**Exercise description**: Return a copy of every line in the records that includes the word "positive".

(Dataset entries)
■ ■ ■
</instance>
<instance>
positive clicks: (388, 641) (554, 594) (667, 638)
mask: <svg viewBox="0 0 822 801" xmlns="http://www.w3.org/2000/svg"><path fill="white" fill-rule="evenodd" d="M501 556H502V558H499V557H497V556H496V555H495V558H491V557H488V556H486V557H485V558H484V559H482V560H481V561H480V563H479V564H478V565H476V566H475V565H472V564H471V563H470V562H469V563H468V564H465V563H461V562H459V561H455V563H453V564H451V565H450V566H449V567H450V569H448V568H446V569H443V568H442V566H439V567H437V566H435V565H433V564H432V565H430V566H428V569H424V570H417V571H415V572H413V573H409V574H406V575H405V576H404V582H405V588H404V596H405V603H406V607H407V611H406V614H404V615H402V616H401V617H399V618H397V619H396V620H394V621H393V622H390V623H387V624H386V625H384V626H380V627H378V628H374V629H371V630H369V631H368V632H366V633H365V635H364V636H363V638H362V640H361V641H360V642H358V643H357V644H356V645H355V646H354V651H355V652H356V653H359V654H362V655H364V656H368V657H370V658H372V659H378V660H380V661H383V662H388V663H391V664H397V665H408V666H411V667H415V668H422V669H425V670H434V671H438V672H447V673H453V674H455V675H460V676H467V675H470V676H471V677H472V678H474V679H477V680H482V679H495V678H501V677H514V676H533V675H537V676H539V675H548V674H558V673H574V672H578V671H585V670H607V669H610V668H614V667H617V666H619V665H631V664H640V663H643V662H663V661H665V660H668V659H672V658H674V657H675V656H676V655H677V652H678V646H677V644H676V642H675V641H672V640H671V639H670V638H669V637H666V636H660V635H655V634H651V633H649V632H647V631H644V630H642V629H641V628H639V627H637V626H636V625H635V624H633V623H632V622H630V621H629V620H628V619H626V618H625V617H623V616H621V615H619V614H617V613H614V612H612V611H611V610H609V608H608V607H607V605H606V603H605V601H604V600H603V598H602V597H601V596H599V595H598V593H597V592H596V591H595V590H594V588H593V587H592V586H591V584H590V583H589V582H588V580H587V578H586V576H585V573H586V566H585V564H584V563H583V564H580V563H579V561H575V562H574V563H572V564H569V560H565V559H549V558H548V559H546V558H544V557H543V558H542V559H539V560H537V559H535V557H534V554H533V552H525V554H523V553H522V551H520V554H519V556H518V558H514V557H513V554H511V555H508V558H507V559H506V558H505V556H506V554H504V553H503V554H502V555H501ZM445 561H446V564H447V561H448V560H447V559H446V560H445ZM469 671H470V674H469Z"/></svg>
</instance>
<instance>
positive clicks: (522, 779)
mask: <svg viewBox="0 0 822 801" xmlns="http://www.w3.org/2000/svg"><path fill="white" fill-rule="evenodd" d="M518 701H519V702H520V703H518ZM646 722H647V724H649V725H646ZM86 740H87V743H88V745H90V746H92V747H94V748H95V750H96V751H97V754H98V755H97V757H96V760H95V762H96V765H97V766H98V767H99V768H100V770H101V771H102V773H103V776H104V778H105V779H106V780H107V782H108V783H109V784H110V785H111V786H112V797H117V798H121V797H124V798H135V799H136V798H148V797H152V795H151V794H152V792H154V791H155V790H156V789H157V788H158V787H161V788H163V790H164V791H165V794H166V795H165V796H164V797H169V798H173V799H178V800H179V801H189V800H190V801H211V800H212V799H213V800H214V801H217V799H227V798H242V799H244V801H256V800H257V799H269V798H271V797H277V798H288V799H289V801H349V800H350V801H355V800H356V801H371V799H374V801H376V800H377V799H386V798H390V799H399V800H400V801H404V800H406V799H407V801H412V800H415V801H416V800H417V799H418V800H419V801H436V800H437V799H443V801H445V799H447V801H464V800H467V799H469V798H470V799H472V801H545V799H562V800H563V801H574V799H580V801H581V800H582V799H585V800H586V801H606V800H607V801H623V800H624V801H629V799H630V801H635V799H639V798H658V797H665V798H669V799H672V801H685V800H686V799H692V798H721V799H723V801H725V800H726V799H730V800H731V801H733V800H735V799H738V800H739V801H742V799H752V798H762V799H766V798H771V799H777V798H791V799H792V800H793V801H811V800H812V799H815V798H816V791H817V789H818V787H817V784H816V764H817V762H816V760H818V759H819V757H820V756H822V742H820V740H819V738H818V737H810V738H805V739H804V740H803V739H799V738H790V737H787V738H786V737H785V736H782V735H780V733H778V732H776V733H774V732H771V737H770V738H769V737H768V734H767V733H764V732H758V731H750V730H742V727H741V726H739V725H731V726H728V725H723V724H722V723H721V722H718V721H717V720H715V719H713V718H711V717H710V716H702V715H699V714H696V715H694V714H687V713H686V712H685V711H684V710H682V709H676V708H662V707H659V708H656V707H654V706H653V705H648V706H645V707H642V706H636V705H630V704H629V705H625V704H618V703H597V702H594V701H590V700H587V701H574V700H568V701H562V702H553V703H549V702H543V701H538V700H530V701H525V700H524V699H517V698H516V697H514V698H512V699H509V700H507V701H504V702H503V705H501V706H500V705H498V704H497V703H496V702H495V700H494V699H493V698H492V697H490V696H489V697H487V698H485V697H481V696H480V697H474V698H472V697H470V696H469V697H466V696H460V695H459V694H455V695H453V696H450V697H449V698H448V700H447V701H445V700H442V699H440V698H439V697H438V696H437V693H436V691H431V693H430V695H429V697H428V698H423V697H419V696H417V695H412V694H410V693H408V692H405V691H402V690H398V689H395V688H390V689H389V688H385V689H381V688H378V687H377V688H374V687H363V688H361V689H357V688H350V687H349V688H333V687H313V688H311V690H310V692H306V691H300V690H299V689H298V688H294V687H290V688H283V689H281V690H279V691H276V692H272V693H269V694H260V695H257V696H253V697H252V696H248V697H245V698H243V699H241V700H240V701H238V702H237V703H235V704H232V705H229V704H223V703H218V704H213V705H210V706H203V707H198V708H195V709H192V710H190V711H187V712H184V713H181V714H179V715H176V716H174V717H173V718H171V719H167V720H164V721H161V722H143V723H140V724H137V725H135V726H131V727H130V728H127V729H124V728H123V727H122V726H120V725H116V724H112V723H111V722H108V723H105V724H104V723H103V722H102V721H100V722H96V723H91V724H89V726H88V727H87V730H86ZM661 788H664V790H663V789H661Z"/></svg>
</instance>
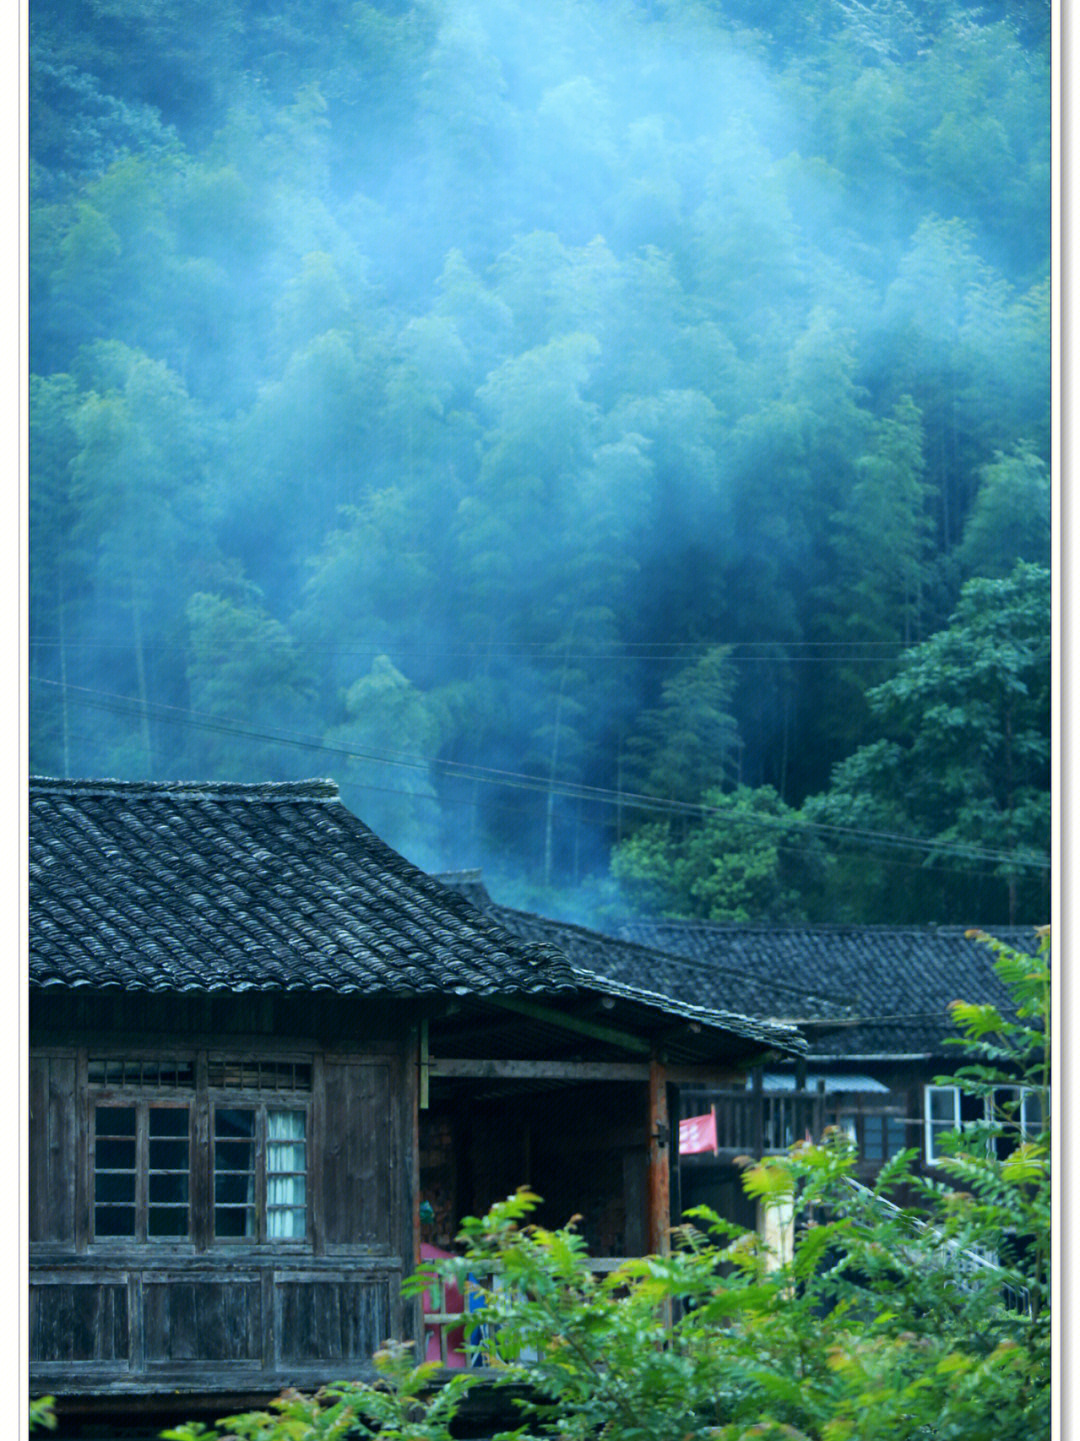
■ ■ ■
**Your response**:
positive clicks: (388, 641) (554, 594) (667, 638)
positive clicks: (522, 779)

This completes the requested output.